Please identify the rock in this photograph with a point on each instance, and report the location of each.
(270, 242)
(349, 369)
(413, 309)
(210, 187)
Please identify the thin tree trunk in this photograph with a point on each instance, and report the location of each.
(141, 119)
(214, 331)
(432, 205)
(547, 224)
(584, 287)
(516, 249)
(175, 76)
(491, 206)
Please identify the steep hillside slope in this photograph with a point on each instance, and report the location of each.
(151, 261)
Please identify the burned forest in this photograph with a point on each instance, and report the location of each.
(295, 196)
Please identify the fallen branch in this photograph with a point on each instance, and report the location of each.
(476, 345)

▶ Your assignment
Can you quote exactly the lines from the one containing "Please identify the steep" through the last line of the records above, and nothing else?

▶ Response
Please identify the steep hillside slope in this photograph with a point on each instance, and report the location of each.
(151, 261)
Please identify the burned forest in this photograph with a point on each instance, and report the location of each.
(295, 196)
Please identify the fallen branch in this photograph with a point on each instance, and report the location of each.
(476, 345)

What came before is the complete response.